_Set task_
How many rows below contain the string "jacket"? Reply with the number alone.

_Input records_

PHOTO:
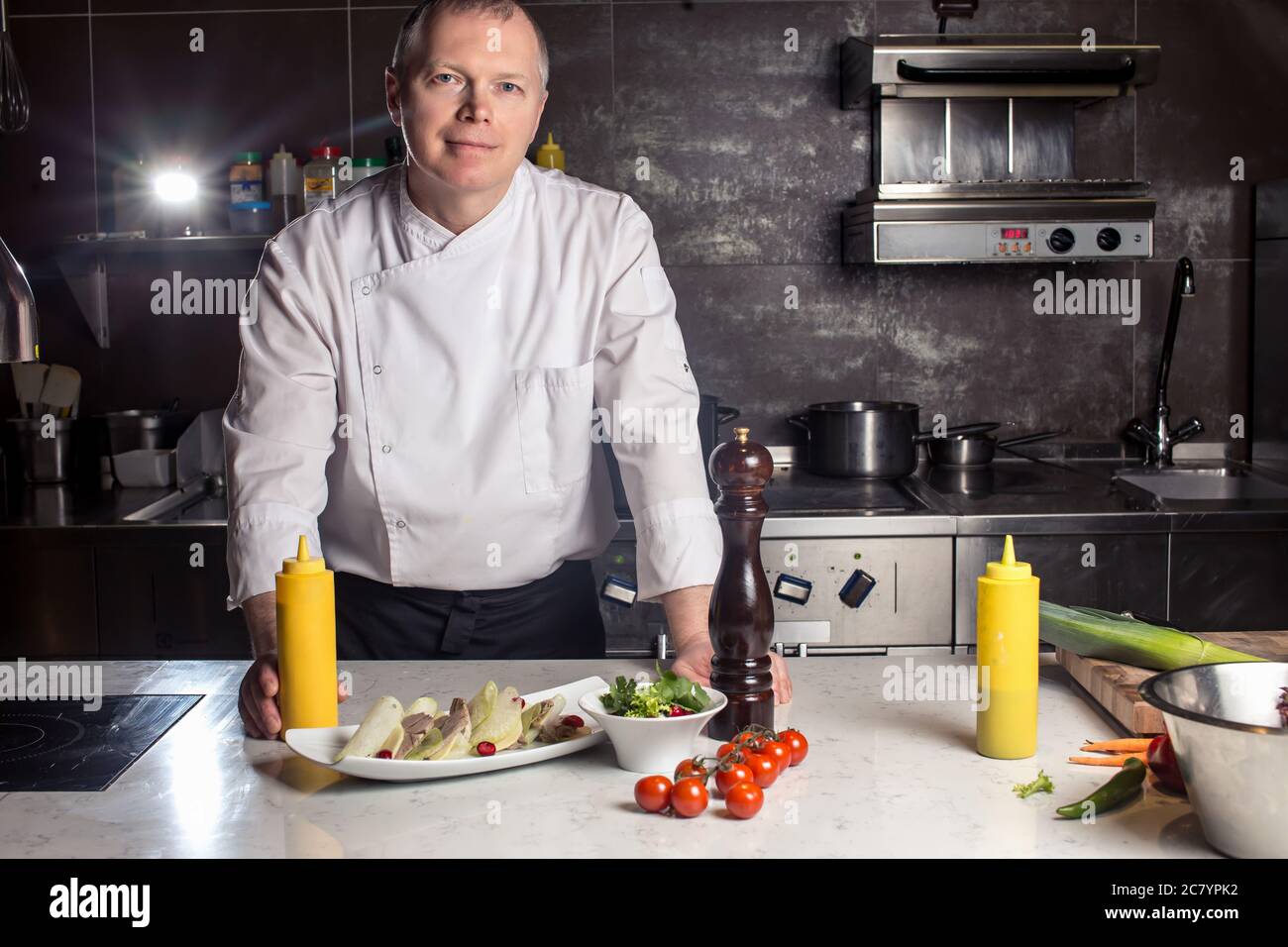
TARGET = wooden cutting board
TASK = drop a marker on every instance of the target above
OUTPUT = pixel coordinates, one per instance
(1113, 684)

---

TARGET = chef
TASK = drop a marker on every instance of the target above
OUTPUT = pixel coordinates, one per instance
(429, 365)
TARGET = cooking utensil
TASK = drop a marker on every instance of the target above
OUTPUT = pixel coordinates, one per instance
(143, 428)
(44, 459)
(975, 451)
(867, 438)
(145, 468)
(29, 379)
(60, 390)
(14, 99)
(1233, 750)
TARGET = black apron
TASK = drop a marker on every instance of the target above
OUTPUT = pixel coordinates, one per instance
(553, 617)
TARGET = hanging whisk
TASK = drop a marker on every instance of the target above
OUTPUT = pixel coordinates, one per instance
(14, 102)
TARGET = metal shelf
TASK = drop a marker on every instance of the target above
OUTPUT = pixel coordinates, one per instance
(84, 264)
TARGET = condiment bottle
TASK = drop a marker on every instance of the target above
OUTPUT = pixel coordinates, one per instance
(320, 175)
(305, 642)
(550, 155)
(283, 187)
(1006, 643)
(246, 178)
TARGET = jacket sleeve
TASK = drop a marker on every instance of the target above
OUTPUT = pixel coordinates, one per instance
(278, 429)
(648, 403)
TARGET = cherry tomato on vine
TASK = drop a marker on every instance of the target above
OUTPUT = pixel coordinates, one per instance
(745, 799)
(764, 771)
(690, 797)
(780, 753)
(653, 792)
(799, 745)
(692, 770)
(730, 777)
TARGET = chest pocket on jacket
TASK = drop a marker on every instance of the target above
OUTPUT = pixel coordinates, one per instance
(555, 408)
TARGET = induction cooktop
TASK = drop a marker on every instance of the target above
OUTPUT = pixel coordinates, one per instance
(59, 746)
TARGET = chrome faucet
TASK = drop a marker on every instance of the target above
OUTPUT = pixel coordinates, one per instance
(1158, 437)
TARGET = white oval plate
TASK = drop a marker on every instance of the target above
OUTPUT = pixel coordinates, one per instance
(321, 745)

_Correct output_
2